Stored records
* Begin *

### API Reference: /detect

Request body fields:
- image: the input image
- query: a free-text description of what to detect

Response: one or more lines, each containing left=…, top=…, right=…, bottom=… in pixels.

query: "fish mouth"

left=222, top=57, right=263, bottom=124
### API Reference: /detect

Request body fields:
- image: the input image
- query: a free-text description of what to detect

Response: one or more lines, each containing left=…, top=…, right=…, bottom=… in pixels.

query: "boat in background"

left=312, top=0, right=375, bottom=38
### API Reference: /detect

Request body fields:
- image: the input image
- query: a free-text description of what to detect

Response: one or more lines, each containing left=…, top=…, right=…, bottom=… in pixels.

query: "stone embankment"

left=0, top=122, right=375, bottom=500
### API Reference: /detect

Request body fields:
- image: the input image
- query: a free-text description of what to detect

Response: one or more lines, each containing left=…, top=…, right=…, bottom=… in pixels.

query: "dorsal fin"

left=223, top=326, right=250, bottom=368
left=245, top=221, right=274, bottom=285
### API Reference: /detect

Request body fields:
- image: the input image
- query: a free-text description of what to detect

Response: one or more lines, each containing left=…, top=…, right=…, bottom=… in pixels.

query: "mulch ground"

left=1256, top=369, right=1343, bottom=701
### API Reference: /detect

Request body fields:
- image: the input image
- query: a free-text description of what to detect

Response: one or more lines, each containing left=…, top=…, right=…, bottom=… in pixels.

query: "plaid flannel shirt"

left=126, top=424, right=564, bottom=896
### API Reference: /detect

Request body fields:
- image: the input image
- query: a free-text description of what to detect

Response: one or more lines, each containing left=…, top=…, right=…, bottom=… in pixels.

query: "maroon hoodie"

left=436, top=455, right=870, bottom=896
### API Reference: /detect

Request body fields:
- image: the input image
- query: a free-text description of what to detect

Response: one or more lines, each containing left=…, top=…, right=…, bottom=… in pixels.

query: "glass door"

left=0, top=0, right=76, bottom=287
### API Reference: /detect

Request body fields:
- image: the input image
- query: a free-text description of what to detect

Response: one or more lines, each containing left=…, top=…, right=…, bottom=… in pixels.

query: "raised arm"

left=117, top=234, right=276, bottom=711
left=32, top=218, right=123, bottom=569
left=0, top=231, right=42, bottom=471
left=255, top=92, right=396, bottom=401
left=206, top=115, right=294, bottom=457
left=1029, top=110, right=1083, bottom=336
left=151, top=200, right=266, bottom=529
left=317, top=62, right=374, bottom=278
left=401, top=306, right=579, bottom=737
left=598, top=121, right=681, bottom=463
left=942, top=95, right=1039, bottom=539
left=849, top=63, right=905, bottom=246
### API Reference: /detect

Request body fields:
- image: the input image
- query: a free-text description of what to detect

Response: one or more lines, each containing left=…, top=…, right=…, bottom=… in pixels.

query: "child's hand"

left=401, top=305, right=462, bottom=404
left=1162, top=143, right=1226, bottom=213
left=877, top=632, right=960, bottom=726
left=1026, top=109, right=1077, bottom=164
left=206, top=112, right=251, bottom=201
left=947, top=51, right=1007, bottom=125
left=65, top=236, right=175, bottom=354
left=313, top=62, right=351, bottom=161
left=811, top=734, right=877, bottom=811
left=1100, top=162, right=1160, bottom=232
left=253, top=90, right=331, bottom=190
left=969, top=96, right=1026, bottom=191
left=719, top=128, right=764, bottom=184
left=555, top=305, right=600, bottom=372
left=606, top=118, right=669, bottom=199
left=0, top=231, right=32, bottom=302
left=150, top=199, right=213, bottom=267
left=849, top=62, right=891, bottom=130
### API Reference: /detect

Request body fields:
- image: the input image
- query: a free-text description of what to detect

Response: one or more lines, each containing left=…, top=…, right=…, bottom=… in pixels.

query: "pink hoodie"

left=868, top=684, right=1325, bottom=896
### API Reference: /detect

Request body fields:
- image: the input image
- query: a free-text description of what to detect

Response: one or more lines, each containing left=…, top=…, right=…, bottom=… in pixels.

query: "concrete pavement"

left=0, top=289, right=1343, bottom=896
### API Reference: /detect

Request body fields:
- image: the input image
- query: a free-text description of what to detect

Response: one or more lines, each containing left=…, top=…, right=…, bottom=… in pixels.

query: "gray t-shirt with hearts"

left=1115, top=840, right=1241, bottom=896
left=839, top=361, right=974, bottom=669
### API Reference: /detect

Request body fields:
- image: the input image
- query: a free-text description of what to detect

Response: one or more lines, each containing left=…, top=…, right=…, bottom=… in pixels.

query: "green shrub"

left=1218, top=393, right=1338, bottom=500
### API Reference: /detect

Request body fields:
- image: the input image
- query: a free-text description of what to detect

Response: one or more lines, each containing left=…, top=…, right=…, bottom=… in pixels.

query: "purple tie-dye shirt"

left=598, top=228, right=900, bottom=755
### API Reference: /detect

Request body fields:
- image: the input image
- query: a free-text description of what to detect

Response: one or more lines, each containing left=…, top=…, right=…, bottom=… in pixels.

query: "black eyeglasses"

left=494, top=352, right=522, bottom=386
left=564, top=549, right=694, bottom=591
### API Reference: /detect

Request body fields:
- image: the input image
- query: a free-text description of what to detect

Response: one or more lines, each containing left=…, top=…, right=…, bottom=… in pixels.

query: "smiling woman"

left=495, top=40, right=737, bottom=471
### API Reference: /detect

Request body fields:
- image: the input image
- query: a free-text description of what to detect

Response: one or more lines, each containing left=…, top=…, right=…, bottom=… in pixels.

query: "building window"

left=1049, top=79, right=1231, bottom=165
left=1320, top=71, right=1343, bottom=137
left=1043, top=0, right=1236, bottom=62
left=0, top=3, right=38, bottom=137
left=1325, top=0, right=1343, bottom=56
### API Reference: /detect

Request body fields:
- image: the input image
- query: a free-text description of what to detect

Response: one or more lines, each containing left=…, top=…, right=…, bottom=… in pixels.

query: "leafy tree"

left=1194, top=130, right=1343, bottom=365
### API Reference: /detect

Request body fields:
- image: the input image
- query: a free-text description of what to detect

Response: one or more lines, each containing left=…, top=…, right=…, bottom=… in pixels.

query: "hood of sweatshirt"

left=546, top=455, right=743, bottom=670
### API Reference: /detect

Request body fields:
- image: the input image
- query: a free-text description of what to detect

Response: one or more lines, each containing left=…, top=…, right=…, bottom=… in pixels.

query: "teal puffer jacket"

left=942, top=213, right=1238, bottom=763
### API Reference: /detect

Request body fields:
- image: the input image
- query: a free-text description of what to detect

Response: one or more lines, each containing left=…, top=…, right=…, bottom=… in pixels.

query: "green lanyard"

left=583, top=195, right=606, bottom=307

* End *

Pull out each of the lines above that contains the word "green". Case counts.

**Response to this exercise:**
query: "green shrub"
query: "green lanyard"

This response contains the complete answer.